#### [Your instructions]
Begin at the line that contains "as in (350,27)." and continue through the end of the material. Rewrite every one of those lines, requests included, but multiply each coordinate in the answers by 1.75 and round to a whole number, with halves going up. Leave the numbers in the requests as they are.

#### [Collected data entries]
*****

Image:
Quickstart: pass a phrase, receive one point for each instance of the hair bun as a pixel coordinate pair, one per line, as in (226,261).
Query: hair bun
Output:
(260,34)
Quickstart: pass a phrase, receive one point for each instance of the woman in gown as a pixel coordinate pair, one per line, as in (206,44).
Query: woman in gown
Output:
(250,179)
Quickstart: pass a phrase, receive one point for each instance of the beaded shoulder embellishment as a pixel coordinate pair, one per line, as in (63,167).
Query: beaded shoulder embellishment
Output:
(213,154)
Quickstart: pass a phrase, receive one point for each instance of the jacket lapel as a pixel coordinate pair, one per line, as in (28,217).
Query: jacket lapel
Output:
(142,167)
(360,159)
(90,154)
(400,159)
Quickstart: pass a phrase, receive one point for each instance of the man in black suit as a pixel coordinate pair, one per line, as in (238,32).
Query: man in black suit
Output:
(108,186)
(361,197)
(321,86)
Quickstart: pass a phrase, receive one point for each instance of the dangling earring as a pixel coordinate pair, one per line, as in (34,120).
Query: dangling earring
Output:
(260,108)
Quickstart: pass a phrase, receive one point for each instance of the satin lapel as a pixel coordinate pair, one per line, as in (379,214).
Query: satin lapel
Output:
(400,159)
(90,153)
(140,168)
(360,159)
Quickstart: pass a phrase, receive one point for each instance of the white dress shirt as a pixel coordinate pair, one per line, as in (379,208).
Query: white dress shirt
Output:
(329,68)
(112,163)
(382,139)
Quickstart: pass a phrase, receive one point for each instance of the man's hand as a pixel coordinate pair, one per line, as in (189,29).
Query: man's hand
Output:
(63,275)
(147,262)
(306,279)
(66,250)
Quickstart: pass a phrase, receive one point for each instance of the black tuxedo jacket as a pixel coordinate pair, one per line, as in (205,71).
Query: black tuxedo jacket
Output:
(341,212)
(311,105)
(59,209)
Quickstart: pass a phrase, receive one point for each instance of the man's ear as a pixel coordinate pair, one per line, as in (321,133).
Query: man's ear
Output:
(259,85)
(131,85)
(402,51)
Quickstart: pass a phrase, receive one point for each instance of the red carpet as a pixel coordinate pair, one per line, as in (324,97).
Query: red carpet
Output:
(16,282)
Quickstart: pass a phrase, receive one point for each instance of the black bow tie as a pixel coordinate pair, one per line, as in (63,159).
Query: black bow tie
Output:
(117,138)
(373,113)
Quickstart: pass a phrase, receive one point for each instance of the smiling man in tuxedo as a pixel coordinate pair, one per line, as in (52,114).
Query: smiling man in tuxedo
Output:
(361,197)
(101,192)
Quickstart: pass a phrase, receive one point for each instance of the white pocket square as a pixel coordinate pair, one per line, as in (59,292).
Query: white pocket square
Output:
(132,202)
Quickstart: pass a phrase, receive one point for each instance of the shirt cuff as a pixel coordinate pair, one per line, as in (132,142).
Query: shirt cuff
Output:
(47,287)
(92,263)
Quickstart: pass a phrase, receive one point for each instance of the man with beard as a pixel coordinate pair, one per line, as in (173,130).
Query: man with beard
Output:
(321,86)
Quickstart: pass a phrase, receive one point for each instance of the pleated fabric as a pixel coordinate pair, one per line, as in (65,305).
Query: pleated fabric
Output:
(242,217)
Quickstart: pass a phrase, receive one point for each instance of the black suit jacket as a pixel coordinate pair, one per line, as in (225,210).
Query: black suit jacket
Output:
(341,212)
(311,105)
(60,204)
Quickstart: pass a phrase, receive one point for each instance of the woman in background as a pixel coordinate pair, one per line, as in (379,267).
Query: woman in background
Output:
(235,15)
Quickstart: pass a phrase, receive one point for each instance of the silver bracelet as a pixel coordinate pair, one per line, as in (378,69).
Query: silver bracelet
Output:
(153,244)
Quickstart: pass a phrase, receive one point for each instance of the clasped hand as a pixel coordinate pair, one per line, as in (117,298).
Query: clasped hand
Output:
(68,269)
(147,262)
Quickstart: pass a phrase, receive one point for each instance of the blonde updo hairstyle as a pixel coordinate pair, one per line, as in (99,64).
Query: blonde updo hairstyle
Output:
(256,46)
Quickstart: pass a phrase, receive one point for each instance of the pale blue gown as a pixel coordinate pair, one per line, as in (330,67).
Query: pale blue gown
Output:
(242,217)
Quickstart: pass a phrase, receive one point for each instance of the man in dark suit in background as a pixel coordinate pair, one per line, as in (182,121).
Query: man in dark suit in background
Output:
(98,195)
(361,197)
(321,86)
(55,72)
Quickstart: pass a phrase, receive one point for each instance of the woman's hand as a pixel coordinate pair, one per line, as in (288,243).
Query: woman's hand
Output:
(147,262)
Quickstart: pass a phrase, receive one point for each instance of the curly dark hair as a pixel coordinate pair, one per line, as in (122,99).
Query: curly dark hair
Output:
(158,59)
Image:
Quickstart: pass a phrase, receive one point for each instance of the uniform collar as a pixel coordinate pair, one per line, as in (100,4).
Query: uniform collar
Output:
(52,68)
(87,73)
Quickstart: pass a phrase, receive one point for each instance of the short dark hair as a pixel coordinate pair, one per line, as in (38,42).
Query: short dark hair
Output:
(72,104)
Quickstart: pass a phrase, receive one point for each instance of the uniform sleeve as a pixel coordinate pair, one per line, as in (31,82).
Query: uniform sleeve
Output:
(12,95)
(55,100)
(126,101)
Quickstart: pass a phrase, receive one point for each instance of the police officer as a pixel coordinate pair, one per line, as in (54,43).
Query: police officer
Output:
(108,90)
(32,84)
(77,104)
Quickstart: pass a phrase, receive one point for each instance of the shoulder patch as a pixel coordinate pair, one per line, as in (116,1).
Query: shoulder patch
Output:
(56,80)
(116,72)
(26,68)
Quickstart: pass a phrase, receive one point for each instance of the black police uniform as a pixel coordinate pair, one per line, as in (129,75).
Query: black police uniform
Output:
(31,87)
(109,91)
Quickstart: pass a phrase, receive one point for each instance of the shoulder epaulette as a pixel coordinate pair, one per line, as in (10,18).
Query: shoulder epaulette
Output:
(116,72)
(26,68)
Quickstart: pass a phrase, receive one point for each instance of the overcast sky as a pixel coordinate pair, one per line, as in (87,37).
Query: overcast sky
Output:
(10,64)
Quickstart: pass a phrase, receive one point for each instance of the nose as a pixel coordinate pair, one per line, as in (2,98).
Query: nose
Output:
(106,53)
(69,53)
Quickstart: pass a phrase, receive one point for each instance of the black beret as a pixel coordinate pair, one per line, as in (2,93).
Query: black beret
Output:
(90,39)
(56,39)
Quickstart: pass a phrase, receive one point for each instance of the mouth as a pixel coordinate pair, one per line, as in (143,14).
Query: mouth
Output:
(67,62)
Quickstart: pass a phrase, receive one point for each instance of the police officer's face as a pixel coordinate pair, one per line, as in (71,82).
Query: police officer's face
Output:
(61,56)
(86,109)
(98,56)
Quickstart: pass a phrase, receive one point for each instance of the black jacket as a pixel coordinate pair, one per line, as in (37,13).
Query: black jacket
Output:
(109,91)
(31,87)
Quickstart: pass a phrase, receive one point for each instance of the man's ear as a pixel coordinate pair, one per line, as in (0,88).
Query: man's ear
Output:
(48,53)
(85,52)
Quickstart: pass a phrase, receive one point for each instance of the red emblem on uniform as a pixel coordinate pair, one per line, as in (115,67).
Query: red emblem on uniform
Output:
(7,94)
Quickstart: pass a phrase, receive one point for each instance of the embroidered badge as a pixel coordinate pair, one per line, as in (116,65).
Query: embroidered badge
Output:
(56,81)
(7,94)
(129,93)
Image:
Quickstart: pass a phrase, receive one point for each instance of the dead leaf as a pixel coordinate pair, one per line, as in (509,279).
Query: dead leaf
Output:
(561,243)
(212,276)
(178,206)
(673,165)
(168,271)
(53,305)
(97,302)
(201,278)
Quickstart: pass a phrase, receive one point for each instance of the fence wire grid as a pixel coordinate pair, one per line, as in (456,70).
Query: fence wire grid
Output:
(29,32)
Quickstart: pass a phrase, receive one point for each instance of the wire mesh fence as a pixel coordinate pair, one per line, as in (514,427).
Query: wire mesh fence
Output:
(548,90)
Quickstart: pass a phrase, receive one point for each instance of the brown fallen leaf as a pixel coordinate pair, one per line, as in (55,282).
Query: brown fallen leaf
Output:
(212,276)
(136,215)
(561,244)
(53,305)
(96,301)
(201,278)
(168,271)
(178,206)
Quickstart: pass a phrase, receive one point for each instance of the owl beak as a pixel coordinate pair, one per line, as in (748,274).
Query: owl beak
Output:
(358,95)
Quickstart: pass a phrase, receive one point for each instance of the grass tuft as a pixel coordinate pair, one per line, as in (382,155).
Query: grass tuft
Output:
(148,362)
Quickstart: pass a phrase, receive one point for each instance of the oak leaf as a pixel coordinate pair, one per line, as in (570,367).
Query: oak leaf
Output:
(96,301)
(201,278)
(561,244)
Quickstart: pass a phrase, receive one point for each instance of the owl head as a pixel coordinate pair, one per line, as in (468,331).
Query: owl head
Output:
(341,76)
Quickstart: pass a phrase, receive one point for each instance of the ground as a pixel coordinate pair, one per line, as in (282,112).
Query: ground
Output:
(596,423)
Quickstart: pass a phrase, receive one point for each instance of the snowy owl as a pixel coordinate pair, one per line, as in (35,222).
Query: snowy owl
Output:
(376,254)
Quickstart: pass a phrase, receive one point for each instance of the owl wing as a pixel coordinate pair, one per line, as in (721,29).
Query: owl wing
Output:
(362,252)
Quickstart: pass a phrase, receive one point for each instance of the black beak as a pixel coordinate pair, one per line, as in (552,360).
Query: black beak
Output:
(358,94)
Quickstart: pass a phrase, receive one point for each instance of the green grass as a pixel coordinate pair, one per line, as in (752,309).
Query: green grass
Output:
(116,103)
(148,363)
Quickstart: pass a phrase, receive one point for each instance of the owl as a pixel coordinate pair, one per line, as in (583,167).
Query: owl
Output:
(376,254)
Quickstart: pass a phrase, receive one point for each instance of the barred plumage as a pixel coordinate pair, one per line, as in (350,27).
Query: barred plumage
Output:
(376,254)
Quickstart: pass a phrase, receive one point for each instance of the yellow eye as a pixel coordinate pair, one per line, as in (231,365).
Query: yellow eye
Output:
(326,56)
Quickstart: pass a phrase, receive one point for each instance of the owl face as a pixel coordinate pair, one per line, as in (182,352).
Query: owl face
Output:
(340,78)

*****

#### [Output for this exercise]
Quickstart: pass a phrase, receive one point for each instance of the barred plumage as a pixel coordinate pair, one per line, as in (350,27).
Query: barred plumage
Output:
(658,445)
Quickstart: pass a phrase, receive one point for each instance of the yellow eye as a pixel coordinate pair, one per line, as in (231,365).
Query: yellow eye
Output:
(571,98)
Quickstart: pass a phrase, receive one point for each instance of the owl face as a pixel coordinate pair, one per line, as in (182,352).
Query: owl face
Output:
(595,137)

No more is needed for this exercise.